In the text below on robots that interpret hand gestures, begin copying at "As robots become" and stop after "interpret body language.".

:: EXTRACTED TEXT ::

• • • •

As robots become more integrated into humans' everyday lives, it becomes essential
for them to perceive and understand people's intentions and actions. People will
want a more natural way to interact with robots, closer to the way humans do it
among themselves. When humans communicate, they use a rich set of gestures and
body language in addition to speech, which significantly enhances their ability to get
thoughts, feelings, and intentions across. Hence, robots strongly need the ability to
understand human gestures and to interpret body language.
One of the most expressive components of body language are hand gestures, which
is why they are so important at the interface between humans and robots. This thesis
presents an extensible, vision-based communication system that is able to interpret
2D dynamic hand gestures.
The system consists of three primary modules: hand segmentation, feature extraction,
and gesture recognition. Hand segmentation uses both motion and skin-color
detection to separate the hand from cluttered backgrounds. The feature extraction
module gathers hand trajectory information and encapsulates it into a form that is
used by the gesture recognizer. This last module identifies the gesture and translates
it into a command that the robot can understand.
Unlike other existing work, this hand gesture recognition system operates in realtime
without the use of special hardware. Results demonstrate that the system is
robust in realistic, complex environments. Moreover, this system does not require
a priori training and allows the hand great flexibility of motion without the use of
gloves or special markers.

• • • •

:: DATA SECTION ::
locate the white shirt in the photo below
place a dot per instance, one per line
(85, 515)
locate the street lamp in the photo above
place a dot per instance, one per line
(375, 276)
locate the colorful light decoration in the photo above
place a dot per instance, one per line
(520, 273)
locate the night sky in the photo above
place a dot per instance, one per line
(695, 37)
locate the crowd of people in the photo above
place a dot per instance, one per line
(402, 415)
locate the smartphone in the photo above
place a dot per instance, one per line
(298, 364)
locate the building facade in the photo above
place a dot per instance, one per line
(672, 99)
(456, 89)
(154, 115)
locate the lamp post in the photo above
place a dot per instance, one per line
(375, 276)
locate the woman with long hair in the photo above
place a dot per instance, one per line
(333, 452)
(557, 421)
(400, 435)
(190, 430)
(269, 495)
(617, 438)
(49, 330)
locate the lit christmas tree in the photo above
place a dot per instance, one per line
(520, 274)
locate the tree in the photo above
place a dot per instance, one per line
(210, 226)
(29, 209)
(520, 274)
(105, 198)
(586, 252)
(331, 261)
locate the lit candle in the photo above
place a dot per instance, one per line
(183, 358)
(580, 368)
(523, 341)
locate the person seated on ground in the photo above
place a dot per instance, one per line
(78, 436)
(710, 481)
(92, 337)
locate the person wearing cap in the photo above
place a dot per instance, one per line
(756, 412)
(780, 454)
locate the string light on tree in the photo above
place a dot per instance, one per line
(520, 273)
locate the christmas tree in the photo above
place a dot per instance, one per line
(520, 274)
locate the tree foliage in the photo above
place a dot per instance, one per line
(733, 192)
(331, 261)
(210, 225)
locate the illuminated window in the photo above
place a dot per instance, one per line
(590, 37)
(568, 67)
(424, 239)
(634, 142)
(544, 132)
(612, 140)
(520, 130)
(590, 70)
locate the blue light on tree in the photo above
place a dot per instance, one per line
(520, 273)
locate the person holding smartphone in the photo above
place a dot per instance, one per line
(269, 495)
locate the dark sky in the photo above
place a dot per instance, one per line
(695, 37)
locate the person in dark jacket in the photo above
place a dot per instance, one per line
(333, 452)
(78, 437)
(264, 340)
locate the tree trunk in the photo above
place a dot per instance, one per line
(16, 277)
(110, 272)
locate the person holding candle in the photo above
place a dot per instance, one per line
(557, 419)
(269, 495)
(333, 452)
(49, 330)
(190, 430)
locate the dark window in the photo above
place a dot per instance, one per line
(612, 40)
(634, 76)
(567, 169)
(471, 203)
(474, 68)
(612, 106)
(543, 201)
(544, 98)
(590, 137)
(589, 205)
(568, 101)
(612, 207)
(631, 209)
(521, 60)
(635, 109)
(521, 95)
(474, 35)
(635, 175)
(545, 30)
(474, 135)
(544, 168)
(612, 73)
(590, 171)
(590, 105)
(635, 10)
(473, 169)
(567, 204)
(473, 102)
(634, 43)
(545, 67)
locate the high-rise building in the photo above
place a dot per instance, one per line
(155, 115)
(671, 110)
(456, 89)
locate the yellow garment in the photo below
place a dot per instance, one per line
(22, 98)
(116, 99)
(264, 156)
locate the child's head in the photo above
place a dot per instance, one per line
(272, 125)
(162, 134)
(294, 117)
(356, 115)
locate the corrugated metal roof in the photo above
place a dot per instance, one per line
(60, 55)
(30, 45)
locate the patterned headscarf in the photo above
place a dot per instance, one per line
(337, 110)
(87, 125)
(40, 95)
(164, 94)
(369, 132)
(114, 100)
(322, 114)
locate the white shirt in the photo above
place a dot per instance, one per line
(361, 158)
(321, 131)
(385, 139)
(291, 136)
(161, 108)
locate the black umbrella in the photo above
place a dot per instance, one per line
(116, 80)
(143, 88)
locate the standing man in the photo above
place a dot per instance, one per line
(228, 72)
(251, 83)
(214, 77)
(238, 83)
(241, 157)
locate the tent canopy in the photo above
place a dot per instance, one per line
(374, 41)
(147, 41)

• • • •

:: PROBLEM SOLUTION ::
As robots become more integrated into humans' everyday lives, it becomes essential
for them to perceive and understand people's intentions and actions. People will
want a more natural way to interact with robots, closer to the way humans do it
among themselves. When humans communicate, they use a rich set of gestures and
body language in addition to speech, which significantly enhances their ability to get
thoughts, feelings, and intentions across. Hence, robots strongly need the ability to
understand human gestures and to interpret body language.